* [Problem]: Everything in the records except the pictures must be copied out exactly.

● ● ● ●

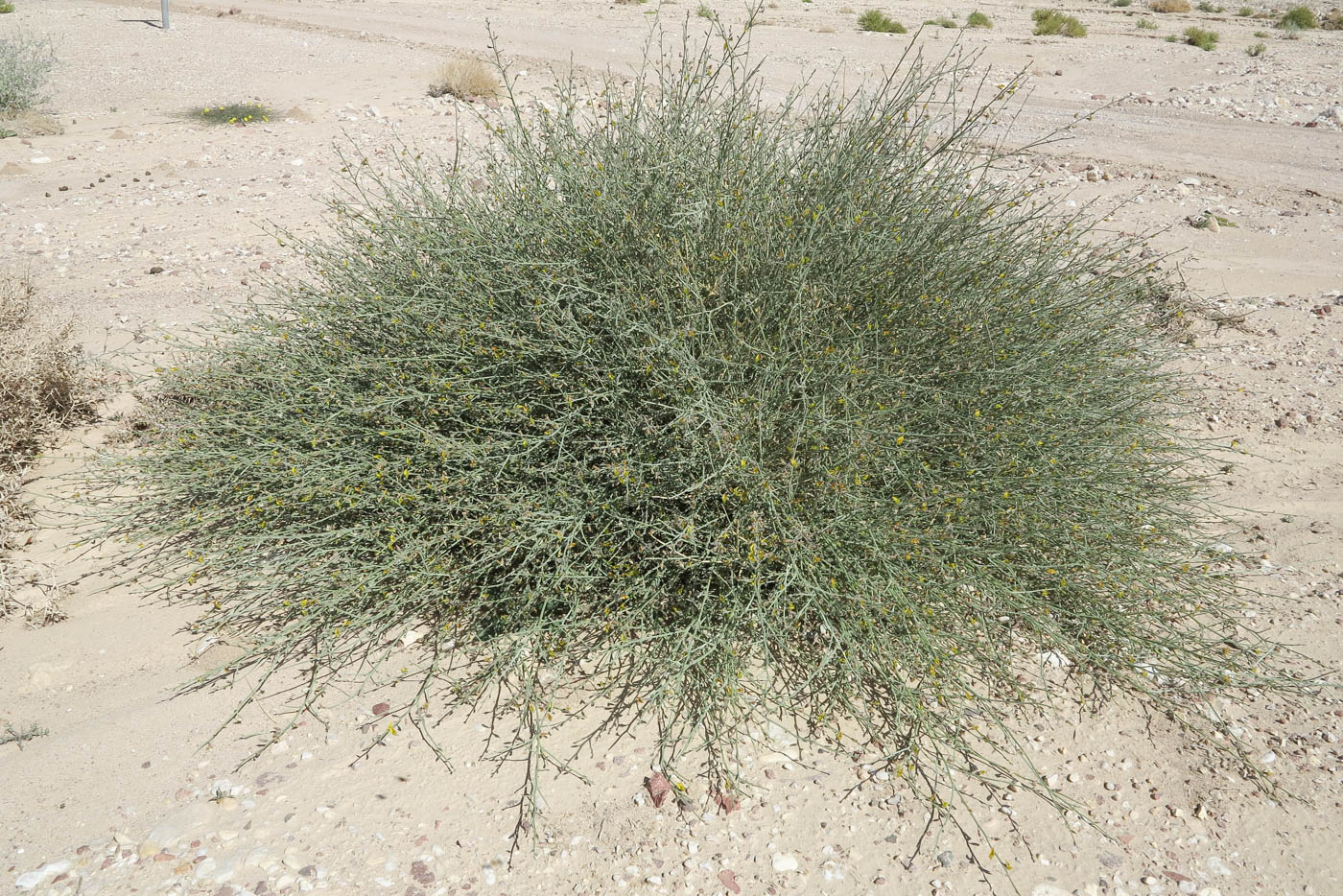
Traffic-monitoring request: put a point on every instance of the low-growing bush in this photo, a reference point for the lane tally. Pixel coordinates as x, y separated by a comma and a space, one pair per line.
1201, 37
1299, 17
26, 63
1051, 22
232, 113
880, 22
43, 386
708, 413
465, 80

● ● ● ●

* [Answer below]:
Traffic-monitoring request: put a point on every instance of the low-growing bush in this photo, a reference point for the lane tally. Pixel coordinates as x, y separated by a comma and a space, one pair per line.
1201, 37
1299, 17
26, 63
1051, 22
232, 113
880, 22
43, 386
708, 413
465, 80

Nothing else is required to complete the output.